Page extract:

┏━━

Today at lunch something I've been quietly feeling for a few days got to the point where I couldn't really ignore it.
The new semester is really difficult. It's been a little crushing.
See, I was supposed to go get lunch with Henry. And when he came out the door of Houston to meet me we kind of just looked at each other for a moment.
"Hello." His voice was gritty and tired. Both of us were behind work. Both of us were wondering whether we'd have time to socialize or run or even get enough sleep over the rest of the week. We ate our food and then Henry left to take a nap and I went back to my room to work. We talked a little, but not actually all that much. Neither of us had the energy.
In fact, I haven't talked to a soul this semester who's having a good go of it. Even friends at other schools are struggling right now. So what I don't understand is why.
I mean, my stressor is mock—it's not even my classes. I'm stressed and tired and sad because I'm on day 10 of intense tournament prep that is at least 5 hours a day of work, and the stress and fear of underperforming when I can't afford to. Hello, imposter syndrome. And last I checked, my friends are not doing mock.
No, they're dealing with any combination of classes that are too hard, too large a course load, friends that are being frustrating to deal with, pressure to square away summer plans—for everyone, it's something.
Maybe we came back and we were all a little complacent from break, so this is a normal amount of stuff to be dealing with and we're just behind the ball? Perhaps professors accelerate their classes into heavy work faster in the spring? I'm just not sure if there's any concrete reason this is happening. And so I wonder if there's something to the season, the weather and the mood we're all soaking up, that makes it be this way. Or maybe some combination of all of it.

┗━━

Work instructions:
(a) Reproduce the passage of the blog post about the hard semester starting at "See, I was supposed" and ending at "for a moment.".
(b) Write what comes next in the blog post about the hard semester, beginning right after its final sentence.

Entries supplied:

┏━━

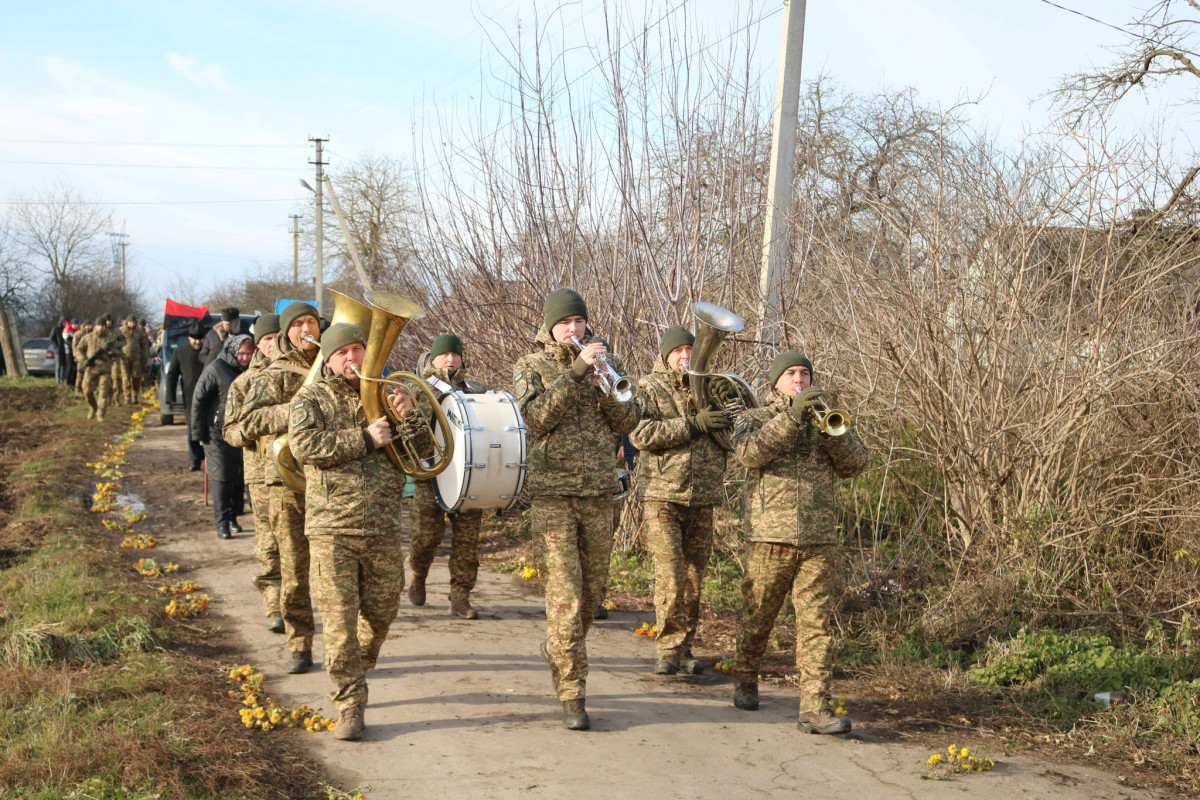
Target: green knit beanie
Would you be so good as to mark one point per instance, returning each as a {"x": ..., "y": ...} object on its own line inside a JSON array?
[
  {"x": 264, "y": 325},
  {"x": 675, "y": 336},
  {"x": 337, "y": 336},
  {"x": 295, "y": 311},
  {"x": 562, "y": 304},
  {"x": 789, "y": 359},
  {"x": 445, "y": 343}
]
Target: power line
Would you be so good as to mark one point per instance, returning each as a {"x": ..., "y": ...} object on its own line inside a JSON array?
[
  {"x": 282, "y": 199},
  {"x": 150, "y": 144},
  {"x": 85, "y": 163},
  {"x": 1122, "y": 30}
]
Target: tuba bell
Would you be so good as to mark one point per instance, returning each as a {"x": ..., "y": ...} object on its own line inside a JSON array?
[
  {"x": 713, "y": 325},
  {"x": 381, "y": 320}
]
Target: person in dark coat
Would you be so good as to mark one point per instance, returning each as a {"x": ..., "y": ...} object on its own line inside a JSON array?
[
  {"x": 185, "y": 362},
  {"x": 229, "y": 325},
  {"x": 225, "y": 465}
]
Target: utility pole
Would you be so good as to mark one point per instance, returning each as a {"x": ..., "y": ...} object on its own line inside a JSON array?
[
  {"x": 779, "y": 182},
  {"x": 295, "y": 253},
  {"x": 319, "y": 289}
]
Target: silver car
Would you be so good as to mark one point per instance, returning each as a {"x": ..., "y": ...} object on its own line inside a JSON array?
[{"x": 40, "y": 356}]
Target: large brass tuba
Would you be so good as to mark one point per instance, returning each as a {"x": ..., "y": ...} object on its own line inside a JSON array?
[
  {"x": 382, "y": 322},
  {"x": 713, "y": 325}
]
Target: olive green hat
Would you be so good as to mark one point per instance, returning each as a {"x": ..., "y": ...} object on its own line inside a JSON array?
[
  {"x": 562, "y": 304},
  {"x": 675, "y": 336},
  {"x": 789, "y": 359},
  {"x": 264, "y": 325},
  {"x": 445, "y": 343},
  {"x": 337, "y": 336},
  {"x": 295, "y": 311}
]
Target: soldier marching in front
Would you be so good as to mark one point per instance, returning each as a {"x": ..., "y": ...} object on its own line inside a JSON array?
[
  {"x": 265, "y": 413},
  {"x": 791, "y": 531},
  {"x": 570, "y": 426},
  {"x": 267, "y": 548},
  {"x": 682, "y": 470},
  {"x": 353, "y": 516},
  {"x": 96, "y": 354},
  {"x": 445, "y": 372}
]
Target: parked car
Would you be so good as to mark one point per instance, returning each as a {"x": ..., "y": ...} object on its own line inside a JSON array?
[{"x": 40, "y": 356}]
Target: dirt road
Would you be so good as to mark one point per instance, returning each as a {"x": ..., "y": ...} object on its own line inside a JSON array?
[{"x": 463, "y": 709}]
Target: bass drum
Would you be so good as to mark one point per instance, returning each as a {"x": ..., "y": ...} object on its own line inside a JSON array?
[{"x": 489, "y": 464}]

┗━━

Results for the exercise:
(a)
See, I was supposed to go get lunch with Henry. And when he came out the door of Houston to meet me we kind of just looked at each other for a moment.

(b)
Regardless, I'm really unsure how to frame this time right now. My parents always frame college like the best years of their life, a sentiment I think it's pretty common to hear. That applies a lot of pressure to have fun all the time. So when the beginning of the year was hard, when this semester feels tiring and sad and sometimes a little lonely, my initial reaction is to feel like I'm wasting it.
Because honestly, I got really good at being tired and sad and overwhelmed last year, stuck at home during covid and college stress. I think I'm more or less in a place when normally, I feel comfortable weathering the storm. It's perhaps my best quality. But that doesn't work here because I think I'm supposed to having fun.
My freshman year of highschool didn't start all that quickly, though. I made my close friends at LHS as a junior and even as senior. And I look back at high school as being a win, even if so much of it was cut short. Basically, it's ok when things are bad for a while. It's a fundamentally mixed bad no matter where you are.
So I suppose I have to wait a while for life to improve. Actually, I think we all do right now. And my real hope is that just because we're all fighting imposter syndrome and exhaustion and anxiety doesn't mean we end up retreating inwards and lose contact. My only real sadness of this period, in hindsight, would be if it made us less connected—and that's an effect that persists past when it gets better.